▶ **Work to do**:
A) List every person mentioned by name in the Maoist column.
B) Reproduce the portion of the Maoist column starting with "When the Maoists" and going on through "in the mid-1990s.".
C) Write what comes next in the Maoist column, picking up after its final sentence.

Nepali Times
By The Way
Divided we stand



The Maoist party today is as near to splitting as it has ever got. But it doesn't quite seem to be able to get around to dividing.

The leadership has tried to give the internal rifts a positive spin, by characterising it as a normal two-line struggle, and portraying it as proof of a vibrant internal democracy within the party. Furthermore, at negotiations with other parties the Maoists have exploited the hardline pressure for concessions they would perhaps not get.

The party establishment is under immense pressure from the NC and UML to implement past agreements, including the issue of the return of property. They have convinced the Maoist chairman to accompany them to Bardiya district where the cadre of hardline faction of Mohan Baidya have refused to return seized property. Baidya has also instructed loyalists within the PLA rank not to take part in the integration process and instead choose rehabilitation package which fetches them an average of Rs 650,000 each. The Baidya faction reportedly is banking on this funding to launch an even more decisive struggle in the future.

Pushpa Kamal Dahal and his supporters have rubbished the possibility of another 'People's War' and instructed Maoist fighters to participate in the integration process. Dahal is right. There might not be another 'People's War' not because he says so but because even within the PLA ranks, people are thoroughly disillusioned with war as a means to liberate Nepali society (see 'A war of words', #579 by Rubeena Mahato).

When the Maoists launched their armed insurrection 15 years ago, they looked for a cause to add "iron and fire" to their revolution. Objective conditions were ripe from Mechi to Mahakali, from the Himal to the Tarai with the excluded, the disenfranchised and the disowned. But there was no common enemy, as there was in the Russian Revolution. The Maoists had declared the "feudal monarchy" as their target, but it was hard for them to convince people to take up arms against a popular constitutional monarch in the mid-1990s.

▶ **Information supplied**:

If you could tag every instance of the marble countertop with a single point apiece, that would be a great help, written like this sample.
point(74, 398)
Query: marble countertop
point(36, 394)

▶ **Task-by-task results**:
A)
Mohan Baidya
Pushpa Kamal Dahal
Rubeena Mahato

B)
When the Maoists launched their armed insurrection 15 years ago, they looked for a cause to add "iron and fire" to their revolution. Objective conditions were ripe from Mechi to Mahakali, from the Himal to the Tarai with the excluded, the disenfranchised and the disowned. But there was no common enemy, as there was in the Russian Revolution. The Maoists had declared the "feudal monarchy" as their target, but it was hard for them to convince people to take up arms against a popular constitutional monarch in the mid-1990s.

C)
Which is why the call for autonomous ethnic states was a desperate move by the Maoists to galvanise their revolution and give it focus. As Marxists, they argued that Brahminical hegemony manifested as class in Nepal's predominantly Hindu society which was protected by the institution of monarchy. This was, at best, only half true.

The leadership failed to take Nepal's demographic complexities into consideration before setting out to dismantle the superstructure of the state. During the war, they used ethnic liberation as a slogan to recruit fighters, and later pushed the autonomous ethnic provinces as a ploy to garner votes in the 2008 elections. Now, they have come to see they let the genie out of the bottle.

Yes, Brahminical caste oppression in a Hindu society was responsible for discrimination against Dalits and Janajatis. But when it came to geographical remoteness and poverty, Nepal suffered as a nation. Muslims are the most impoverished community in Nepal and surveys show that many Brahmin and Chhetri communities in the hills are as poor as others.

Neither was the political elite in Kathmandu and other urban areas, an exclusive club of Brahmins and Chhetris. It is not surprising that inspite of conspicuous Brahminical dominance of the political leadership, the lists of powerful Janajati and Madhesi leaders in all the mainstream parties are quite long. No matter how revolutionary the parties claim to be, they have all undermined Dalit and women representation at decision-making levels.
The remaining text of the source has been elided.